Given text

==========

Re: Multiple itemtypes in microdata from Bradley Allen on 2011-10-14 (public-html-data-tf@w3.org from October 2011)

From: Bradley Allen <bradley.p.allen@gmail.com>
Date: Thu, 13 Oct 2011 22:51:12 -0700
To: Ian Hickson <ian@hixie.ch>
Cc: Stéphane Corlosquet <scorlosquet@gmail.com>, "public-html-data-tf@w3.org" <public-html-data-tf@w3.org>
Message-ID: <CAKpM4Lm9J=JUsSzJjVKyK-dBOLvVEOdo5c4DE5wXzH67Xbknpg@mail.gmail.com>
Hixie- Responses inline.

On Thursday, October 13, 2011, Ian Hickson <ian@hixie.ch> wrote:
> On Thu, 13 Oct 2011, Bradley Allen wrote:
>>
>> SWAN provides a vocabulary for describing scientific hypotheses; AO
>> provides a vocabulary for annotation of scholarly documents.
>
> Do you have any links to pages where I might learn more about these? (I
> tried searching Google for [SWAN scientific hypotheses] and [AO scholarly
> documents] but didn't get any useful results. :-( )

Try these:
SWAN: http://www.w3.org/TR/hcls-swan/
AO: http://code.google.com/p/annotation-ontology/

>
>> They are distinct vocabularies, developed for distinct purposes. Due to
>> their highly technical nature, they are unlikely to be specializations
>> of any meaningful class within schema.org.
>
> Yes, I wouldn't expect schema.org to have any relevance to this particular
> use case.
>

Agreed.

>
>> Furthermore, tools and workflows have been created to produce and
>> consume content marked up with these vocabularies, to provide support
>> for peer review and collaborative research, for example in the context
>> of communities like the Alzheimer Research Forum
>> (http://www.alzforum.org).

==========

Recorded information
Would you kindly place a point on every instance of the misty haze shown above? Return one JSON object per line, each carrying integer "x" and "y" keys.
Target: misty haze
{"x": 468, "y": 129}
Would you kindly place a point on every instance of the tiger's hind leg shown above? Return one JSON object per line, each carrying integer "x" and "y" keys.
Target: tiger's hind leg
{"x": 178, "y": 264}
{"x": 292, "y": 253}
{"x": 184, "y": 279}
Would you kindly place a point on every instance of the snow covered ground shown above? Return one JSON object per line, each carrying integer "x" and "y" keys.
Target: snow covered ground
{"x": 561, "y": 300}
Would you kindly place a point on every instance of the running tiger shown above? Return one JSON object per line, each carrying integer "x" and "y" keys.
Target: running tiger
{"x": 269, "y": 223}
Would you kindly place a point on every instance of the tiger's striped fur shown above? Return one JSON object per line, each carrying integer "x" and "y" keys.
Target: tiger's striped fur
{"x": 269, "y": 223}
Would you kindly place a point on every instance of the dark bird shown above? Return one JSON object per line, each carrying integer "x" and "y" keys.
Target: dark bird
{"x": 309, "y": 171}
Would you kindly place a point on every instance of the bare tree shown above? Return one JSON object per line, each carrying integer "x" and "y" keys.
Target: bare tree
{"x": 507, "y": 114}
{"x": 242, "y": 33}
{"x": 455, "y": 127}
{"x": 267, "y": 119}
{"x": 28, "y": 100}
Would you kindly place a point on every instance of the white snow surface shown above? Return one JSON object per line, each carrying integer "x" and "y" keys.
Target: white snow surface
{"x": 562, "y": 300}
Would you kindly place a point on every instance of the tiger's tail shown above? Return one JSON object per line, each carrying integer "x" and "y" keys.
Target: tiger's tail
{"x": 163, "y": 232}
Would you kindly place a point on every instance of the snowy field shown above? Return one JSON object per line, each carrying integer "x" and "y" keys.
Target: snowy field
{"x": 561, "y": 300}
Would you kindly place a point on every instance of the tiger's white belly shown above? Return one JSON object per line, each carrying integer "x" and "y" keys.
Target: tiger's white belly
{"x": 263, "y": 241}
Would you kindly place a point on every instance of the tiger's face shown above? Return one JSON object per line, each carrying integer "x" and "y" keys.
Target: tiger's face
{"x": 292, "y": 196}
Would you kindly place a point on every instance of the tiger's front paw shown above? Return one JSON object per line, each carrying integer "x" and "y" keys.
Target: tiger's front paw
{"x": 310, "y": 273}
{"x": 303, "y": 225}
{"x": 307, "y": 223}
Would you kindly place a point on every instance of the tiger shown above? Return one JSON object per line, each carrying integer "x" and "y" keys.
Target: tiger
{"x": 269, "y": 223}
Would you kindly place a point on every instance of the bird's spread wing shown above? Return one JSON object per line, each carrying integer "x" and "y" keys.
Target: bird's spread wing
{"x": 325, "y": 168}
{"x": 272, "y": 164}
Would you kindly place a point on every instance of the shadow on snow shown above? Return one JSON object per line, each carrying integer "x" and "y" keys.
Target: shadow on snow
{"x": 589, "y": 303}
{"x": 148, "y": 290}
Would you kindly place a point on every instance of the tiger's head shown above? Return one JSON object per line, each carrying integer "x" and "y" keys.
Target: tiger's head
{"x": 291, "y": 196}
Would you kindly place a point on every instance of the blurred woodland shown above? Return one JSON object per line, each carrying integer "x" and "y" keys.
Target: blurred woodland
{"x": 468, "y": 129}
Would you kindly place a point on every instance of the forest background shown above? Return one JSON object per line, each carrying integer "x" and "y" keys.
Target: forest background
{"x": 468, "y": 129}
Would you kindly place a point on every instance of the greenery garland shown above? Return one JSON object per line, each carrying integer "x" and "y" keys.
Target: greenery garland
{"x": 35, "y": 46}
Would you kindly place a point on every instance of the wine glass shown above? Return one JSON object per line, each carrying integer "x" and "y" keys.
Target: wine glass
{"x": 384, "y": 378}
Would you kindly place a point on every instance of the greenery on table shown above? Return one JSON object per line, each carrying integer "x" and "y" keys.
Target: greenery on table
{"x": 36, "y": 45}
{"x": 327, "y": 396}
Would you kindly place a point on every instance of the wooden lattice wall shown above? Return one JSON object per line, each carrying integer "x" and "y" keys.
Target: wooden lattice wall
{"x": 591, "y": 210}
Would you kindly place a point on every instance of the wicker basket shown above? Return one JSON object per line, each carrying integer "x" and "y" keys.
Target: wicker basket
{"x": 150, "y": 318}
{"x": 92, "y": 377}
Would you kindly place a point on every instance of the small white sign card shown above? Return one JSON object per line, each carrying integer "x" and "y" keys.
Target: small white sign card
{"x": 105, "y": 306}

==========

What you are asked to do
Continue the mailing-list reply about multiple itemtypes in microdata, starting right after its last quoted line.

Expected answer
>
> Do you have any links to documentation about these consuming tools? I
> would love to be able to study them further.
>

Check out http://www.alzforum.org/res/adh/default.asp for a discussion of
the use of SWAN at www.alzforum.org. Additionally, Paolo Ciccarese's deck on
AO talks about tools and integration across a number of
ontologies/vocabularies:
http://www.slideshare.net/paolociccarese/history-and-overview-of-ao-annotation-ontology
.

>
>> As a publisher of scientific content, IMO HTML5 with microdata would be
>> a valuable delivery format for scholarly content marked up with such
>> structured data. What I would like to do, in that case, is be able to
>> express the following as something that subject matter expert could
>> insert into a article about Alzheimer's Disease:
>>
>> <p itemscope itemtype="http://purl.org/ao/core/Annotation
>>
http://swan.mindinformatics.org/ontologies/1.2/discourse-elements/ResearchStatement
">
>>   Testosterone may play an important role in the prevention of
>> Alzheimer's Disease (AD) in men.
>> </p>
>>
>> The content of the <p> tag is both a ResearchStatement and an
>> Annotation.
>
> I assume those two itemtypes are supposed to be examples (they both 404).
> I'm not sure what an "Annotation" is supposed to be here. I would presume
> a research statement is a property of a scholarly document.
>

An annotation is a statement added to a document post-publication, with the
intent of providing commentary or gloss on the original text.

A research statement is an assertion, for example, of an observation or
hypothesis, intended to advance a viewpoint relevant to a line of research.

Annotations can be research statements, and first-class objects distinct
from scholarly documents. Scholarly documents can contain research
statements, and scholarly documents can be annotated with annotations. Not
all research statements related to a document are annotations.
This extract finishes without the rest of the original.